■ Exercise brief ■
Add -46 to every pixel coordinate in the answers, and leave the requests and their sample coordinates unchanged. Write out every line from the start of the records through the line containing "[[395, 493, 432, 570], [349, 493, 396, 571]]", with the requests included.

Begin Input rows

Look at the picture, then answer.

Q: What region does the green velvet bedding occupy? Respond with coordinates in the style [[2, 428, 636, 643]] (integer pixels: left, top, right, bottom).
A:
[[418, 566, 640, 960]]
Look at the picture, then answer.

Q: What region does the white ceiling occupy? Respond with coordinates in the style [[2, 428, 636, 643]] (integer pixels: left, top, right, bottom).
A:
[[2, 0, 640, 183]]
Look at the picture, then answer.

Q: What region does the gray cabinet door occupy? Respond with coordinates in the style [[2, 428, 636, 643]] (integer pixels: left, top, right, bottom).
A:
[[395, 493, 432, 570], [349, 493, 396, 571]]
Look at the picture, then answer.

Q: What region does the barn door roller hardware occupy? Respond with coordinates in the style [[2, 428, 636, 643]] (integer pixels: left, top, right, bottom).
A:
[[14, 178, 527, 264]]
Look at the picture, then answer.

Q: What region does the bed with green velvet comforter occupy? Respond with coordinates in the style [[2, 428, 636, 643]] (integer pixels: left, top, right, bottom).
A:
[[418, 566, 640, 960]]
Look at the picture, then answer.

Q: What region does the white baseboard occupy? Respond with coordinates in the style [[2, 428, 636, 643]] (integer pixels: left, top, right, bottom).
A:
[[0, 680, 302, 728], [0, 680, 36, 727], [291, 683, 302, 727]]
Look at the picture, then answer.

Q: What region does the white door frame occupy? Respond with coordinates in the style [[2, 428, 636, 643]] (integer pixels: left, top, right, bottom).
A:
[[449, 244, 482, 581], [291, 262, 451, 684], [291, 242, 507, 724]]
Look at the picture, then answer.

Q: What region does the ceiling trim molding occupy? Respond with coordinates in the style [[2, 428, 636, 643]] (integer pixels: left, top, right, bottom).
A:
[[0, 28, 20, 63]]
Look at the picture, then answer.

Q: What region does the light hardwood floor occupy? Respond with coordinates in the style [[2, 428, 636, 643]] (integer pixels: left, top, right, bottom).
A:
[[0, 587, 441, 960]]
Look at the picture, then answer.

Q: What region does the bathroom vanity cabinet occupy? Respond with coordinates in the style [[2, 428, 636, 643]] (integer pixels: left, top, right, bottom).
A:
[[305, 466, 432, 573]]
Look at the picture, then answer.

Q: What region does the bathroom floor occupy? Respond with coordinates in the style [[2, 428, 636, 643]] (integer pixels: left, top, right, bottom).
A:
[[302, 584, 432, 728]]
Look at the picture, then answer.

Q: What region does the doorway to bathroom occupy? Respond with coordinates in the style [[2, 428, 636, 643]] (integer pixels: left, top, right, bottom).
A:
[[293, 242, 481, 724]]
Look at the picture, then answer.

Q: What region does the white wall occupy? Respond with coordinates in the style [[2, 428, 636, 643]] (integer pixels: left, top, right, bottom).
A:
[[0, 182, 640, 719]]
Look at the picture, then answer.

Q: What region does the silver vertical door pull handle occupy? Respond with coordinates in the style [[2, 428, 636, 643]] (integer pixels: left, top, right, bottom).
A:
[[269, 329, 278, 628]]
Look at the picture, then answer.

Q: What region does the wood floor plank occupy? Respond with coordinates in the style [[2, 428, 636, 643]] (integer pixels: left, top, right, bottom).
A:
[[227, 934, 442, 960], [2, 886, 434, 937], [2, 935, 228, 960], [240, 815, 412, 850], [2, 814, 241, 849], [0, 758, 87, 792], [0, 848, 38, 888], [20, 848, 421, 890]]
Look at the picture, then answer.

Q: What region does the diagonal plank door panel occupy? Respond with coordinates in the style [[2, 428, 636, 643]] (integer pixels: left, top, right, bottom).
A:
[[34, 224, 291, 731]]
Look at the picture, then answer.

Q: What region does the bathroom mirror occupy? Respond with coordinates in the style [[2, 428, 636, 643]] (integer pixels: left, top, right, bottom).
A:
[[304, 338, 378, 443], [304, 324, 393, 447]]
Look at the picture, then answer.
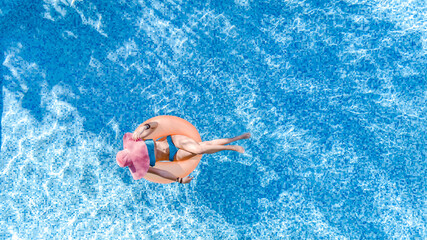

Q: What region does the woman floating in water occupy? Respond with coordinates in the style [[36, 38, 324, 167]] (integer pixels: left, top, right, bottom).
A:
[[117, 116, 251, 183]]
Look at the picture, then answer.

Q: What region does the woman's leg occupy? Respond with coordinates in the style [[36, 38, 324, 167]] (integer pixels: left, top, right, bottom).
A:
[[202, 133, 251, 145], [172, 135, 245, 154]]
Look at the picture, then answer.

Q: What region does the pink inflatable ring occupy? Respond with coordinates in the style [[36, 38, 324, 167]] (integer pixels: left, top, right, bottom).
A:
[[141, 115, 202, 183]]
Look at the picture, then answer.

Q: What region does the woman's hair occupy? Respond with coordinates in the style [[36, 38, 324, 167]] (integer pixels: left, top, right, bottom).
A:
[[116, 149, 132, 167]]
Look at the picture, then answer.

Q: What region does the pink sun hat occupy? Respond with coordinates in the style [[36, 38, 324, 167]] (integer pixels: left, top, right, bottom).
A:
[[116, 133, 150, 180]]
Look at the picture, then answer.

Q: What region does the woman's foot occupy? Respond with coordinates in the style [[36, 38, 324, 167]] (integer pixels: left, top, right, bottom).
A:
[[233, 145, 245, 153]]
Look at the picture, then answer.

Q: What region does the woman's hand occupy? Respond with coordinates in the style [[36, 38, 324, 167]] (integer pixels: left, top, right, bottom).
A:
[[182, 177, 193, 184], [132, 122, 159, 141]]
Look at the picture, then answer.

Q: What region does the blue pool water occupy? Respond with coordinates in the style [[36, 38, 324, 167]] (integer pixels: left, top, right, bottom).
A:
[[0, 0, 427, 239]]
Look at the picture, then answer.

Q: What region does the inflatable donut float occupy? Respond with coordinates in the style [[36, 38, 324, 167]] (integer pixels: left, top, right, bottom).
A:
[[140, 115, 202, 183]]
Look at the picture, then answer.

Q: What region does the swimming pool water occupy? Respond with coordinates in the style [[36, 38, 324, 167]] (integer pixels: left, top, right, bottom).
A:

End Input rows

■ Result of the task ■
Look at the picture, then answer.

Q: What region does the green velvet bedding occupy? Respond with coordinates in the style [[2, 428, 636, 643]] (integer pixels: left, top, right, bottom).
A:
[[372, 520, 594, 914]]
Look at the picture, then answer.

Q: What region does the white ceiling occupy? Respond with coordinates in the style [[2, 428, 636, 643]] (integer pixels: left, top, right, bottom).
A:
[[-44, -46, 594, 137]]
Look at the picture, then answer.

Q: What region does the gray cabinet door occupy? Respond with coordinates in the style [[2, 428, 636, 643]] (integer pixels: left, top, right, bottom).
A:
[[349, 447, 386, 524], [303, 447, 350, 525]]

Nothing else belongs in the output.